• Text block
Joseph Hirshhorn, the art collector who died Monday at the age of 82, left his entire personal collection of works of art to the Smithsonian Institution "for the exclusive use and benefit of the Hirshhorn Museum and Sculpture Garden," according to his will.

Hirshhorn also left a $5-million bequest to the museum, if his residuary estate is large enough to allow it. In addition, he left to the museum his rights to oil royalties from certain lands in Canada. The total value of these rights has not yet been assessed but is said to be "substantial."

Attorneys for the estate deposited the will Thursday with the clerk of the Circuit Court of Collier County, in Naples, Fla., where the Hirshhorns had a winter home. Probate proceedings for the 39-page document have not yet begun. Because no inventory of the estate has been made, there are no estimates of its total value, according to attorneys, although one characterized the amount as "one hell of a lot."

"I don't know exactly how many paintings there are," said an attorney for the estate yesterday, "but he's leaving almost as much art as he's already given the Hirshhorn Museum." Hirshhorn's original gift to the museum included more than 6,000 works of art. He has given additional works since then.

• Task description
Answer these questions using the article on Joseph Hirshhorn's will above:
1. How large a cash bequest did Hirshhorn leave to the museum?
2. With the clerk of which court was the will deposited?
3. How many works of art did Hirshhorn's original gift to the museum include?

(Stored records)

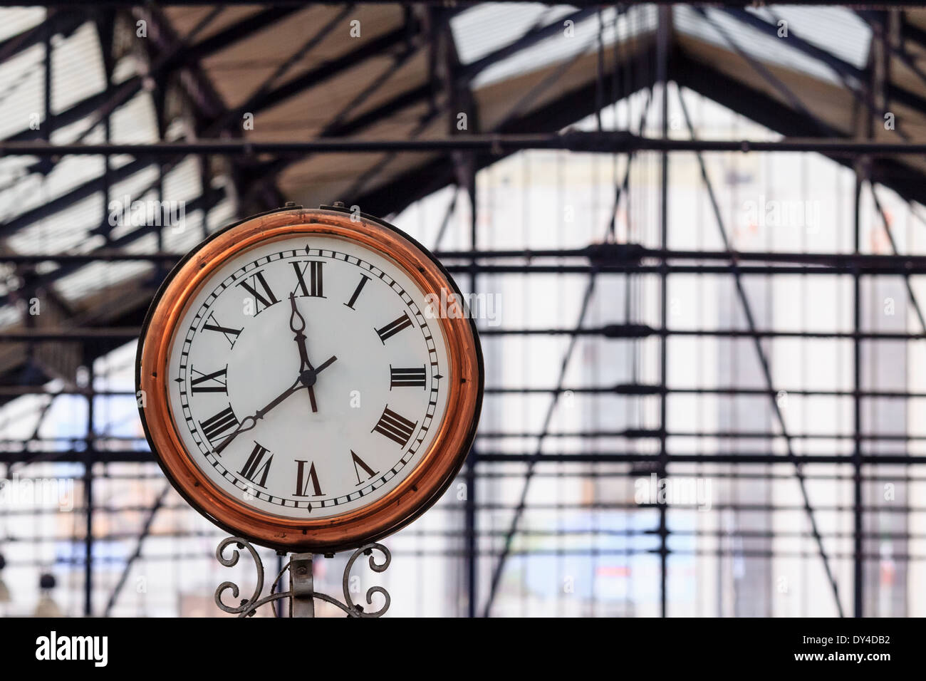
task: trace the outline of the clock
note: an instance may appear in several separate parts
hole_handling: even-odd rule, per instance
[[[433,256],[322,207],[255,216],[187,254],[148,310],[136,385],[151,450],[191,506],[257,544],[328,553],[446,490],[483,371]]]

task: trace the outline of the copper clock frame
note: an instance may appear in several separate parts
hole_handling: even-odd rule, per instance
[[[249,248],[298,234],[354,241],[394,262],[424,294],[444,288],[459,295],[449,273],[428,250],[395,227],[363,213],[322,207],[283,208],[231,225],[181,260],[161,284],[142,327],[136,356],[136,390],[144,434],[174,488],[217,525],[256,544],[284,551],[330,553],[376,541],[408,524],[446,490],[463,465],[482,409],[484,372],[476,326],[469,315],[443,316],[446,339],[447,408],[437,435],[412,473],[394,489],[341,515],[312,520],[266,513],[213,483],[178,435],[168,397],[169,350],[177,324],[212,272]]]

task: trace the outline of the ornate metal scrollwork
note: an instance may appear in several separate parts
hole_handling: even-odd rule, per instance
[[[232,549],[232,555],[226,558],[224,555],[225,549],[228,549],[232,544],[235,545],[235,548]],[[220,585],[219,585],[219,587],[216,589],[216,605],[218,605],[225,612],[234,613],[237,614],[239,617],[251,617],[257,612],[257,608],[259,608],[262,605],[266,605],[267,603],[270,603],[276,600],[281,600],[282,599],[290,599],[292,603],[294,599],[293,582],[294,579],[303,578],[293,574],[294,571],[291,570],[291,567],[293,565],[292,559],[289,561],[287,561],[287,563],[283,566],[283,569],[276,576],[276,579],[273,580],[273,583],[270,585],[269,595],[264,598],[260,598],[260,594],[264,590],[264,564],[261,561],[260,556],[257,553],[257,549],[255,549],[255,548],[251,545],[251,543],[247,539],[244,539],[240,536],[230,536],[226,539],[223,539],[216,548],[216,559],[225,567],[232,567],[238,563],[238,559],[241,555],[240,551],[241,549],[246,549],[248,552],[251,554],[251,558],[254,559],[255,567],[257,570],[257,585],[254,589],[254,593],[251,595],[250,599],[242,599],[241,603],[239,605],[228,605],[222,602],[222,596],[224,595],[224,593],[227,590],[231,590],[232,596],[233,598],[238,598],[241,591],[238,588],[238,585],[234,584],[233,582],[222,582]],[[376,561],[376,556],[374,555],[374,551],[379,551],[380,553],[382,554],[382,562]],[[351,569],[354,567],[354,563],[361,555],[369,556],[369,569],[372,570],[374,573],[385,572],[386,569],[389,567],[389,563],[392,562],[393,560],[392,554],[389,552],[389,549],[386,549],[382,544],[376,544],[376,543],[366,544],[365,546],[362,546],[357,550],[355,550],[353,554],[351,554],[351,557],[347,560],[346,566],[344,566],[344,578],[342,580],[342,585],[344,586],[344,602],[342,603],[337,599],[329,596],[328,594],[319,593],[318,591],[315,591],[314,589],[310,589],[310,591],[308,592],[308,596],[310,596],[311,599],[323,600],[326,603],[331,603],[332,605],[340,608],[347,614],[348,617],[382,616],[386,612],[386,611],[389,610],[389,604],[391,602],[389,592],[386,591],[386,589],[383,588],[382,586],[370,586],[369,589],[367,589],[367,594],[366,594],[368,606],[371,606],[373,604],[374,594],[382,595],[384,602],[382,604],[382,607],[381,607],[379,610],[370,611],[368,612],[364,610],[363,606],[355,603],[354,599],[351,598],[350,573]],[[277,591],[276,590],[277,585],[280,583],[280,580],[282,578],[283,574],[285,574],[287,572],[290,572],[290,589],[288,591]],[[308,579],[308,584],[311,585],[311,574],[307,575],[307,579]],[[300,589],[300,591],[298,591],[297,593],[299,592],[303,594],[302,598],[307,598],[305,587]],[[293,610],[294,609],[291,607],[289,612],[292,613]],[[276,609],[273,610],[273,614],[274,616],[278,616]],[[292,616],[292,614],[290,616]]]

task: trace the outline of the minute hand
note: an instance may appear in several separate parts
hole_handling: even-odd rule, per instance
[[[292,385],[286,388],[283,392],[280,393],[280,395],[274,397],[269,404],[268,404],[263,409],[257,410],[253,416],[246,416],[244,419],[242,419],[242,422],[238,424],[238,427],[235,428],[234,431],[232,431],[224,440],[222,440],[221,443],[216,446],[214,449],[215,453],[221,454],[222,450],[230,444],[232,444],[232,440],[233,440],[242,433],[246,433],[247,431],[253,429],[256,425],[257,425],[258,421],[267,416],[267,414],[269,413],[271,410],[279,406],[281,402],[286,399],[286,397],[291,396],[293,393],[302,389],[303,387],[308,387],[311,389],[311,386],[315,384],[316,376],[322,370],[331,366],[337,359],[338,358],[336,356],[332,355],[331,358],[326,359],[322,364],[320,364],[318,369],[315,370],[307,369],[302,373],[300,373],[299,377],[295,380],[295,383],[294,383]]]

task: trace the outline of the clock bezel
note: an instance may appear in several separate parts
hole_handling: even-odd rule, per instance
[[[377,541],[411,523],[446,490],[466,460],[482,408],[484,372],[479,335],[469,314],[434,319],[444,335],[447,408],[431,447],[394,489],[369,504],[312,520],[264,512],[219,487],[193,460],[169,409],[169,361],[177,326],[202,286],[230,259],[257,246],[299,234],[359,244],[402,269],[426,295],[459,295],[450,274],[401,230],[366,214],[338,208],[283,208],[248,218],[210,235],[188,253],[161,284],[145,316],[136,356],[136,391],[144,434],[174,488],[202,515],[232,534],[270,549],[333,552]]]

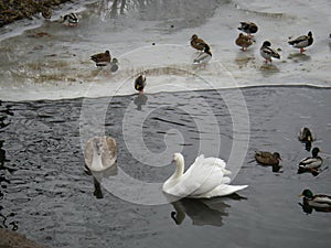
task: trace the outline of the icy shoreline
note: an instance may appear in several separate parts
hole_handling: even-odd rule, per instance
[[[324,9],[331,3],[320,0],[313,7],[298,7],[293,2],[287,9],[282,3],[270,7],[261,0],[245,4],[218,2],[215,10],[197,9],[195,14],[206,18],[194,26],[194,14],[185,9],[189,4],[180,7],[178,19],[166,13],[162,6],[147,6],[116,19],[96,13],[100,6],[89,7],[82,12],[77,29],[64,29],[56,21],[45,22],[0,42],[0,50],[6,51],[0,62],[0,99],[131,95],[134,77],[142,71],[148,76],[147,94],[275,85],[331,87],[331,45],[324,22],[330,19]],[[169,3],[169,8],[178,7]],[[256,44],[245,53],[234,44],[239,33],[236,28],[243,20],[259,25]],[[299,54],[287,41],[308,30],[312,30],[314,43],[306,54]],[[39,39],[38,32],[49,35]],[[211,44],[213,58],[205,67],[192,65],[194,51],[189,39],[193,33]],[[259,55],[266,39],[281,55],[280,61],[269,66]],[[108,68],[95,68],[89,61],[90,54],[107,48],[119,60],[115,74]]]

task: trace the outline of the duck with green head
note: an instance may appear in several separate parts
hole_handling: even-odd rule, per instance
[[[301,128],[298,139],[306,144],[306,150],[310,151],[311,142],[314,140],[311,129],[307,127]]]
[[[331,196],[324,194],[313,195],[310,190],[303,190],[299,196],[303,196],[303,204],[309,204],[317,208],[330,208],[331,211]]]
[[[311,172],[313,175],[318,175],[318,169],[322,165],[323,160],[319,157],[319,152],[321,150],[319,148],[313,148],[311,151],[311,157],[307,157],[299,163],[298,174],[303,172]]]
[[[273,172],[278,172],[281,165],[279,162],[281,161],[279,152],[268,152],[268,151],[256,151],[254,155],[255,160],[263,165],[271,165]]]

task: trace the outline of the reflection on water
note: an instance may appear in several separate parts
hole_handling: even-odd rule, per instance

• Answer box
1. $5 million, if his residuary estate is large enough to allow it.
2. The Circuit Court of Collier County, in Naples, Fla.
3. More than 6,000.